(Items stored from a collection)
-------------------------

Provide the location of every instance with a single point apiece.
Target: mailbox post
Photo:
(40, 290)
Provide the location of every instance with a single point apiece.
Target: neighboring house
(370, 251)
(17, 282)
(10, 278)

-------------------------

### THE PROBLEM
Write out every line of the entries again, requests included, and multiply each coordinate in the answers by 2.05. Round each result to the nearest whole number, with halves rounded up.

### SOLUTION TO THIS PROBLEM
Provide the location of every instance with a single point apiece.
Target: mailbox post
Photo:
(82, 595)
Provide the location of every instance with a single point apiece.
Target: neighboring house
(759, 515)
(35, 578)
(21, 570)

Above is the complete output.